▶ GIVEN EXERCISE
Copy the items below word for word.

▶ EXTRACTED INFORMATION
┄┄┄┄┄┄┄┄┄┄

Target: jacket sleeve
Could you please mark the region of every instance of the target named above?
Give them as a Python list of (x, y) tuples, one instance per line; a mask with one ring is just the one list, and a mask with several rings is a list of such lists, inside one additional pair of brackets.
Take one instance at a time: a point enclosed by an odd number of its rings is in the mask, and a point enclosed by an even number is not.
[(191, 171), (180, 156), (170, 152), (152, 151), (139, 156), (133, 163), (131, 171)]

┄┄┄┄┄┄┄┄┄┄

▶ EXERCISE ANSWER
Target: jacket sleeve
Could you please mark the region of every instance of the target named above?
Give them as a Python list of (x, y) tuples, one instance per line; a mask with one ring is just the one list, and a mask with several rings is a list of such lists, inside one additional pair of brackets.
Take one instance at a time: a point enclosed by an odd number of its rings is in the mask, and a point enclosed by an even number is not.
[(191, 171), (180, 156), (170, 152), (152, 151), (139, 156), (133, 163), (131, 171)]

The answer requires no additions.